**What you are asked to do**.
Please repeat all of the records, keeping every word unchanged.

**Data extract**.
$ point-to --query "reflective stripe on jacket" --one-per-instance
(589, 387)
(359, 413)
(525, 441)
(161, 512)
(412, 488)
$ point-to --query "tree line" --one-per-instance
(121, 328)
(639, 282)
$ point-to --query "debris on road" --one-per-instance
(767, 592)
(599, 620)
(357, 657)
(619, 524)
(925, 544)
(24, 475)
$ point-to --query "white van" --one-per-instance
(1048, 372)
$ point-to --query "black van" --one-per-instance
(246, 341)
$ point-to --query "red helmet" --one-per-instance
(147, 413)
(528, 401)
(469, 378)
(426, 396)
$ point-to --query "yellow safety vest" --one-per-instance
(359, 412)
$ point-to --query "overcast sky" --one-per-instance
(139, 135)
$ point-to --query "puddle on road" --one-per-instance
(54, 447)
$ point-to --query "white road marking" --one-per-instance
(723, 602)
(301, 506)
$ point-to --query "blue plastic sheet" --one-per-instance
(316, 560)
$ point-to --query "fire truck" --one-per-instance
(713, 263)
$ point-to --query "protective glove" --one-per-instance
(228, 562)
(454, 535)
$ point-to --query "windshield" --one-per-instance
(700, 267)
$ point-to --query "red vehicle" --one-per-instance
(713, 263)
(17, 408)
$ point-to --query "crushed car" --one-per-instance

**Response area**.
$ point-to --query "reflective stripe on jacket" --one-per-instance
(589, 387)
(359, 413)
(525, 441)
(161, 512)
(412, 488)
$ point-to --query "tree line" --one-per-instance
(121, 328)
(639, 282)
$ point-to --query "debris on road" --one-per-instance
(767, 592)
(599, 620)
(357, 657)
(619, 524)
(925, 544)
(24, 475)
$ point-to --query "white van" --one-per-instance
(1048, 372)
$ point-to --query "black van" --one-per-instance
(246, 341)
$ point-to --query "red helmet" --one-per-instance
(147, 413)
(528, 401)
(469, 378)
(426, 396)
$ point-to --query "yellow safety vest" --one-per-instance
(359, 412)
$ point-to --query "overcast sky" --one-per-instance
(139, 135)
$ point-to --query "puddle on road" --one-per-instance
(54, 447)
$ point-to --query "white road marking" --one-per-instance
(723, 602)
(301, 506)
$ point-to --query "blue plastic sheet" --one-per-instance
(316, 560)
$ point-to --query "fire truck" --one-per-instance
(713, 263)
$ point-to --query "protective glove" --one-per-instance
(228, 562)
(454, 535)
$ point-to --query "windshield" --one-per-instance
(700, 267)
$ point-to --query "red vehicle" --one-per-instance
(713, 263)
(17, 408)
$ point-to --query "crushed car" --one-per-instance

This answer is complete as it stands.